Exercise directions >>
After reading the entries below, copy word for word the lines from the first through the line containing "box: [0, 481, 650, 871]", and stop there.

**** Source material ****

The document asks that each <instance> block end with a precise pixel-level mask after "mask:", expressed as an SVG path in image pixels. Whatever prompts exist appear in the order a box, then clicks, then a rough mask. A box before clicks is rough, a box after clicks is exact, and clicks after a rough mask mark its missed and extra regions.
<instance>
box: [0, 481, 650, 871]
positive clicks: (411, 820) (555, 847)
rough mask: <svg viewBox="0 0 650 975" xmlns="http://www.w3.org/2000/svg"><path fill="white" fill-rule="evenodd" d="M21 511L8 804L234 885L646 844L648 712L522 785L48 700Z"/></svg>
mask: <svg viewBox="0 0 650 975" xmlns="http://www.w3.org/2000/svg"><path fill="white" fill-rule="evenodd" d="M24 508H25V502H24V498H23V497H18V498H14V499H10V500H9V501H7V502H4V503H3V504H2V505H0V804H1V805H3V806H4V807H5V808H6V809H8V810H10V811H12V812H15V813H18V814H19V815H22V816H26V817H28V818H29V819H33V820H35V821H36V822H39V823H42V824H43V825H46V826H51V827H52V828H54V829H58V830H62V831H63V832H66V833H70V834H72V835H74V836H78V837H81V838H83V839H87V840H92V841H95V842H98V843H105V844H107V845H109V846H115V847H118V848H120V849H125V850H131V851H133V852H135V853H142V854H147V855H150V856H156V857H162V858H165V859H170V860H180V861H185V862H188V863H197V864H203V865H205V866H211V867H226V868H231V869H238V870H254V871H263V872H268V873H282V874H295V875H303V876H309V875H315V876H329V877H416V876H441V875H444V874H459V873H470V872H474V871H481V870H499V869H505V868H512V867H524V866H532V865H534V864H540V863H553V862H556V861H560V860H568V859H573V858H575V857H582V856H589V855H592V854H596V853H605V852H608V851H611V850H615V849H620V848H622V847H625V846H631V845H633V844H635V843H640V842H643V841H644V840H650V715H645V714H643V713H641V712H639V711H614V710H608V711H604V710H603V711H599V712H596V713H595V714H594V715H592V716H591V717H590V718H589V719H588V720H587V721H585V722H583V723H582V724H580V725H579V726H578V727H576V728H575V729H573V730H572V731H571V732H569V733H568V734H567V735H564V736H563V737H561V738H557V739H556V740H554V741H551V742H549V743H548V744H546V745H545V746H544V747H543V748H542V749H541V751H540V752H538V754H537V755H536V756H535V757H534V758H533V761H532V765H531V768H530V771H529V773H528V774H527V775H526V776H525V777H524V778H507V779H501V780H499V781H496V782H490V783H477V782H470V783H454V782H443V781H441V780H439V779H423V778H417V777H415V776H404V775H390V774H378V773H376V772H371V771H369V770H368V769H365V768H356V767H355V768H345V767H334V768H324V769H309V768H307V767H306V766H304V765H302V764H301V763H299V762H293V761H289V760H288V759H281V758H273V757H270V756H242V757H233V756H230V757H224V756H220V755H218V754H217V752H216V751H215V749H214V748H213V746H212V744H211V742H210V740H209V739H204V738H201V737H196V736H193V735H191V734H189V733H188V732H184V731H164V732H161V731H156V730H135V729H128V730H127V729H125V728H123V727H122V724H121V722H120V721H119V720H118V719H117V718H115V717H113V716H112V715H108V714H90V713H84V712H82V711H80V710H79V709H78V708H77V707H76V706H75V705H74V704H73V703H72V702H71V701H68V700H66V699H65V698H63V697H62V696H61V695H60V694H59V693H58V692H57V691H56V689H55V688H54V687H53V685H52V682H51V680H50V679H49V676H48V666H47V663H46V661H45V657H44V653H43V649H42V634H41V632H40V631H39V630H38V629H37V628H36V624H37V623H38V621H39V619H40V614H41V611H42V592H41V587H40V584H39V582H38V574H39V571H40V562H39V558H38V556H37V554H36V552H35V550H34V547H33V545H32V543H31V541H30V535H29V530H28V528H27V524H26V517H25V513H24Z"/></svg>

****

Problem solution >>
The document asks that each <instance> block end with a precise pixel-level mask after "mask:", expressed as an SVG path in image pixels. Whatever prompts exist appear in the order a box, then clicks, then a rough mask. A box before clicks is rough, a box after clicks is exact, and clicks after a rough mask mark its missed and extra regions.
<instance>
box: [0, 481, 650, 871]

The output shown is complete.